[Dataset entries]
※ ※ ※

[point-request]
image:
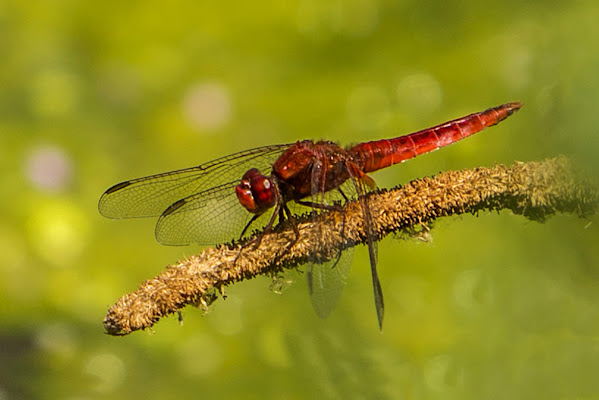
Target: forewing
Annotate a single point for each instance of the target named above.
(209, 217)
(151, 195)
(326, 282)
(326, 279)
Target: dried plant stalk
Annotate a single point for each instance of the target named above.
(536, 190)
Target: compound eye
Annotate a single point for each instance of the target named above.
(264, 192)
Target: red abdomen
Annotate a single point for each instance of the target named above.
(379, 154)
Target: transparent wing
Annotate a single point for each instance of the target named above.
(326, 282)
(326, 279)
(151, 195)
(208, 217)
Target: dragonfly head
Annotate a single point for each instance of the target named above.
(256, 192)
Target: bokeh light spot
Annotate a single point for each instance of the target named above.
(54, 93)
(368, 108)
(200, 356)
(58, 231)
(207, 106)
(48, 168)
(419, 94)
(109, 369)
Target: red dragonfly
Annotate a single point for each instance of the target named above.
(219, 200)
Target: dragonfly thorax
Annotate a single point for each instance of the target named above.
(256, 192)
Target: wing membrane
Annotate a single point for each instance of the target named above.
(151, 195)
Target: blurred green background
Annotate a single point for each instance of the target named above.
(95, 93)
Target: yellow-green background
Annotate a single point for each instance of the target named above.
(496, 307)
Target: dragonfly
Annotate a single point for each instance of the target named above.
(220, 200)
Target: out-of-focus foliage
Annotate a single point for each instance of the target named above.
(95, 93)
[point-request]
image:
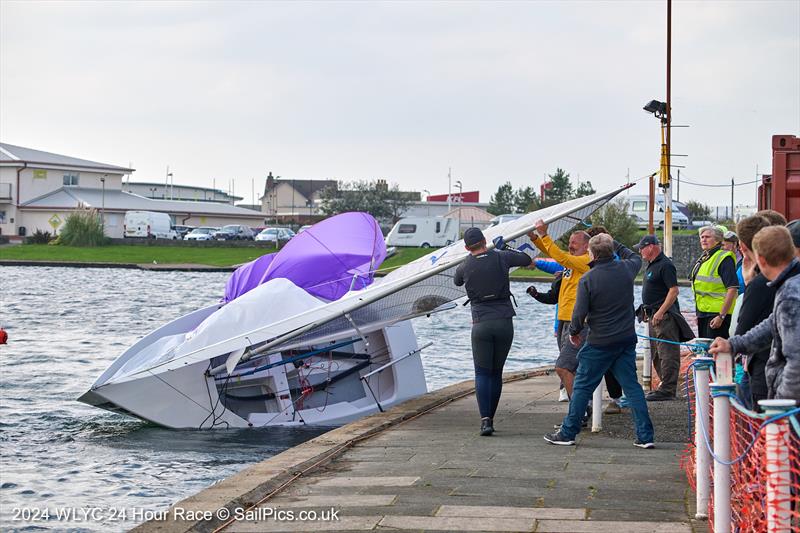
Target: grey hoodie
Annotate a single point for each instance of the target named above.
(782, 329)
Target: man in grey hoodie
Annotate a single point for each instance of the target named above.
(775, 255)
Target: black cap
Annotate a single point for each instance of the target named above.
(646, 241)
(473, 236)
(794, 229)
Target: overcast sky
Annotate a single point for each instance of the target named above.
(224, 91)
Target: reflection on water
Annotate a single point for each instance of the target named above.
(67, 325)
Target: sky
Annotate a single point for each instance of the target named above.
(225, 92)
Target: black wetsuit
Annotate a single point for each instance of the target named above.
(488, 289)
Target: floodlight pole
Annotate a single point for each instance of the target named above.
(668, 177)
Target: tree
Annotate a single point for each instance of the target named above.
(374, 197)
(584, 189)
(698, 210)
(561, 190)
(526, 199)
(614, 216)
(503, 201)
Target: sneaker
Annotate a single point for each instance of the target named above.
(658, 396)
(487, 427)
(584, 424)
(558, 439)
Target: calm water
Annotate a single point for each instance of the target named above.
(67, 325)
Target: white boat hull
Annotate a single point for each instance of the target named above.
(190, 398)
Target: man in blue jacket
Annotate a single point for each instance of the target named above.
(605, 304)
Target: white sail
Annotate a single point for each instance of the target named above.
(417, 288)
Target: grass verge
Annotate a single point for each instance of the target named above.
(120, 253)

※ ※ ※

— WHAT NEEDS TO BE DONE —
Give the number of lines in the records above that contain the word "white", and nothing more.

— REPLY —
2